*** Stored data ***
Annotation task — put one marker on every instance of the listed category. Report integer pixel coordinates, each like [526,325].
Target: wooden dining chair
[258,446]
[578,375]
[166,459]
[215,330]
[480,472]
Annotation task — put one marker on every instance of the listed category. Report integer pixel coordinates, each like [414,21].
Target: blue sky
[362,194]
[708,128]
***
### [What is expected]
Extract all of the data above and output it character for character.

### [Problem solution]
Annotation task — put one marker on every instance of the listed category. Report integer pixel coordinates, each like [526,325].
Target: wooden dining chair
[258,446]
[578,375]
[166,459]
[215,330]
[480,472]
Annotation task — put one marker on every instance of the listed category. Report integer pixel coordinates, each like [414,21].
Target: blue sky
[362,194]
[708,128]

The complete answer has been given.